• Arbeitsaufträge
1: Wohin fließt laut dem Text über die Sandkerwa ein Teil der Kerwa-Erlöse?
2: Setze den Text über die Sandkerwa im Anschluss an seinen letzten Satz fort.

• Vorliegender Text
Beim Thema Kultur und Sand fällt immer wieder das Stichwort Sandkerwa. Es gibt Ideen und Visionen einzelner, die sich eine stärker kulturell geprägte Sandkerwa wünschen. Mancher träumt von hochkarätiger Live-Musik statt Kerwa-Mainstream. Mehrheitsfähig ist das vermutlich weder im Sand noch bei den Besuchern. Und die veranstaltende Sandkerwa-Veranstaltungs-GmbH ächzt jedes Jahr aufs Neue über verschärfte Auflagen, die kaum noch zu finanzieren seien. Die Kerwa bleibt also in erster Linie eine Veranstaltung für die Freunde der „Bier-Kultur“. Immerhin fließt ein Teil der Kerwa-Erlöse ins bereits erwähnte Projekt Kesselhaus.

Zeilen aus einem Datensatz für Zeigeaufgaben
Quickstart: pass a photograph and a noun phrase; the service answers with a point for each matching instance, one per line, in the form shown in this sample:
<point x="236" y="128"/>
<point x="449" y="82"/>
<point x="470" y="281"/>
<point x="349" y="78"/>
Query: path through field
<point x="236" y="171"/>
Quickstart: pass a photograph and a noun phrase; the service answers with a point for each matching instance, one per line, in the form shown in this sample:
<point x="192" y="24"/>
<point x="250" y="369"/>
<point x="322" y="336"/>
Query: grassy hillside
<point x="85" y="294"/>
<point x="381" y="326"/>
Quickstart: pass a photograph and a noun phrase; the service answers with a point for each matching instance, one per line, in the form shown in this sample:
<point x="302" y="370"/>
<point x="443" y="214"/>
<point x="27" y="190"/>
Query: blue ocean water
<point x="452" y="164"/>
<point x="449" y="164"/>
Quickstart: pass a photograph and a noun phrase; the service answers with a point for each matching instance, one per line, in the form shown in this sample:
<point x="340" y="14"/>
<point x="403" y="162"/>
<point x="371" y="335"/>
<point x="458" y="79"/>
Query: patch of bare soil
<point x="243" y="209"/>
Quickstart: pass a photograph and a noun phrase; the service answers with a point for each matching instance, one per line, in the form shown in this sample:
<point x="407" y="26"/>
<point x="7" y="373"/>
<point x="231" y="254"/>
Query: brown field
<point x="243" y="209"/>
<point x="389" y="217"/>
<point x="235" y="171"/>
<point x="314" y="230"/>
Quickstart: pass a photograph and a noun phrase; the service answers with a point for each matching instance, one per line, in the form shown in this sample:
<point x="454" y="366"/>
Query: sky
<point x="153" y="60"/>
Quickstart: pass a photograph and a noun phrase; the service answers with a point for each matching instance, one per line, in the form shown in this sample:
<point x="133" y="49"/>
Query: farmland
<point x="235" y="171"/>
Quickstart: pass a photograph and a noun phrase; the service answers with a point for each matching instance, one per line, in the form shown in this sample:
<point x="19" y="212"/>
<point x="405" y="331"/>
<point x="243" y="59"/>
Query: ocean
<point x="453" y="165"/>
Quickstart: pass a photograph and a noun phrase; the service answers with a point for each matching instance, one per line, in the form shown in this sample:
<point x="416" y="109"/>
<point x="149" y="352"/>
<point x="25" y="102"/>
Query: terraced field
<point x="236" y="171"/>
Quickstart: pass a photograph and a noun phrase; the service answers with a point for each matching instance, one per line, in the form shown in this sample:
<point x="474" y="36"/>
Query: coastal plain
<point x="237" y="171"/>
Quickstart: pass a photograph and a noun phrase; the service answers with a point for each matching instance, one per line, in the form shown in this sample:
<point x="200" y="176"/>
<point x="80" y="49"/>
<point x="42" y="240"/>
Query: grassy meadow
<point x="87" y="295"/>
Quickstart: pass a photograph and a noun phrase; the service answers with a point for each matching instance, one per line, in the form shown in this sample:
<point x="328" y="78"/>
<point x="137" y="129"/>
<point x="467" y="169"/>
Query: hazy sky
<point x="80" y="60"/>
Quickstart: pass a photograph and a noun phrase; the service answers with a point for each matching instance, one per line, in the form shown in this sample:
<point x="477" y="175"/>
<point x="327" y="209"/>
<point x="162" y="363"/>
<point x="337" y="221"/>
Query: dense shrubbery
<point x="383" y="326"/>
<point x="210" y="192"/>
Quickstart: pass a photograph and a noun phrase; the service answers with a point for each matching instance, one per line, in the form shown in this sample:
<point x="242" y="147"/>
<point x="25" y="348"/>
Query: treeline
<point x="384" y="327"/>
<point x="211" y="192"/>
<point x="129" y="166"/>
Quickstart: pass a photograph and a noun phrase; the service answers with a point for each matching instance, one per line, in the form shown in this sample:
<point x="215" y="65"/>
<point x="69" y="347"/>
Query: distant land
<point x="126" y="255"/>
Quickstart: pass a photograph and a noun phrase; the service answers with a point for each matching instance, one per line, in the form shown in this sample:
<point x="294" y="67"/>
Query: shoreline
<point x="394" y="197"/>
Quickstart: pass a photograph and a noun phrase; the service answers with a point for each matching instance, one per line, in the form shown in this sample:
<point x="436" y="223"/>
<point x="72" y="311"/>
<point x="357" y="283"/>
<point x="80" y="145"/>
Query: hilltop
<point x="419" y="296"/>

* * *

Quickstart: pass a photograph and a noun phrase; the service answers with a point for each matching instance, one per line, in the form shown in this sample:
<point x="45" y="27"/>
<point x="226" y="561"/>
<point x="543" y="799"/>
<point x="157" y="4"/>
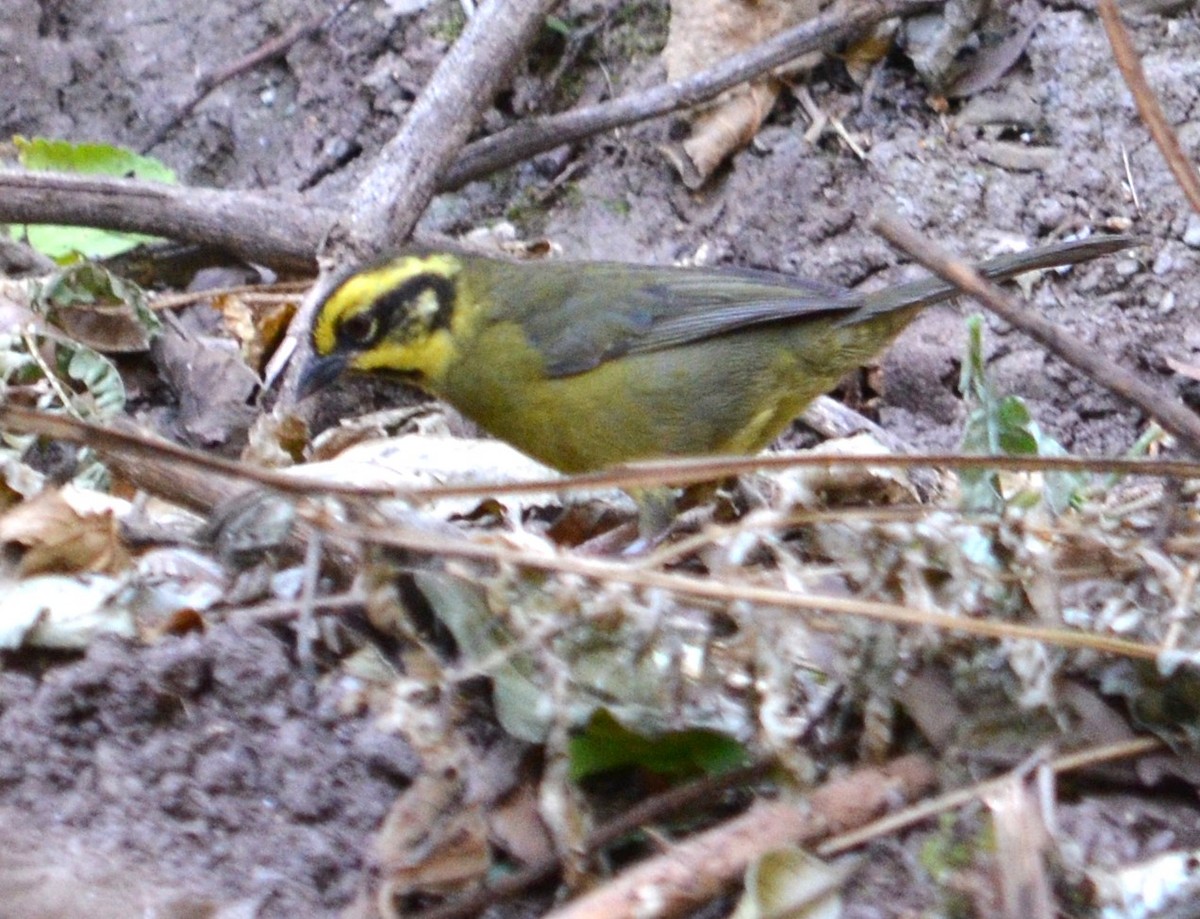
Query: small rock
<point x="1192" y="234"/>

• Lösungen
1: Ins Projekt Kesselhaus.

2:
Beim Spaziergang durch den Sand darf der Apoll nicht fehlen. Vor drei Jahren war dessen Aufstellung noch der große Aufreger, jetzt gehört er einfach dazu. Vor der Elisabethenkirche steht er und begrüßt die aus dem Norden kommenden Gäste mit seinen blauen Augen. Markus Lüpertz selbst war es, der mit geschultem Blick den Standort festlegte. Nun ist es ja so, dass Kunstwerke im öffentlichen Raum nicht überall auf Gegenliebe stoßen und gefragt werden die Bürger selten. Beim Apoll war das etwas anders. Nachdem klar war, dass die Stadt Bamberg den Apoll kaufen wird, aber unklar, wo er denn genau aufgestellt werden soll, haben die Vorstände von Bürgerverein IV. Distrikt und IG interesSAND… der Stadt freundlich den Elisabethenplatz als Standort vorgeschlagen. Deren Bekenntnis war eindeutig: „Ja, wir wollen den Apoll“. Bei so viel Liebe zur Kunst konnte die Stadt gar nicht anders als ja sagen. Dank der Laudatio von Lüpertz Skatkumpel und Bundeskanzler a.D. Schröder wurde die Enthüllung des Apolls zu einem öffentlichen Fest der Kunst, wie es Bamberg zuvor noch nicht gesehen hat.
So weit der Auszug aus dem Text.